Goal of the exercise: In the post about a recurring back injury, what was the writer doing in 1991 when the truck hit?

===== Page

The hip bone's connected to the back bone
The back bone's connected to the neck bone
The neck bone's connected to the head bone
Dem bones, dem bones, dem dry bones

Last night I accidentally caught the end of an episode of Desperate Housewives on TV: not something I have ever watched before.

Someone got shot in the chest at the end. As normal, there was red blood on the shirt-front, but no tear in the pristine fabric of the shirt.

Even in successful TV series, people cut corners to save money.

There was much voice-over pseudo-philosophising from his TV wife about how life can be changed in an instant.

But it’s true.

I have slept on my bedroom floor for the last two nights because my back has ‘gone’ again. If I move in certain positions, it is like someone stabbing a Samurai sword into me and twisting it.

It is the result of an accident in 1991 when I got hit by a truck while standing on the pavement. I was walking to the post box with a birthday card for someone I had accidentally met around ten years before; not a friend; just someone I kept in touch with.

If I had not met her and if her birthday had not been on a certain date and if I had not been going to get the last postal collection that day… it would not have happened 21 years ago and I would not have been sleeping on the floor and in quite a lot of pain the last two days.

Same thing with anything.

If the question is Shall I do this? or Shall I not? the answer should always be to do it. Because you can never calculate the ramifications. The more you do, the more possibilities there are.

Although, of course, there is always the danger of the being-hit-by-a-truck ramification.

But no-one can calculate the possibilities. At least if you try to do something, you know the outcome. You may fail, but at least you know the outcome. If you don’t try, you will never know and will always ponder on what might have happened if only… if only…

Ye Gods!

How do I have the gall to criticise Desperate Housewives for pseudo-philosophising?…

And where did I put that Chinese ointment which sometimes helps me?

==========
===== Material

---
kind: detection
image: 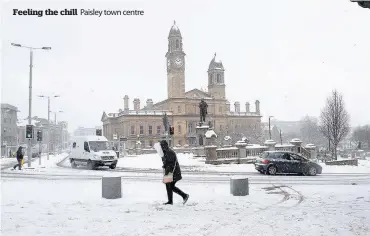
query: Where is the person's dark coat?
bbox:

==========

Answer to the exercise: Walking to the post box with a birthday card.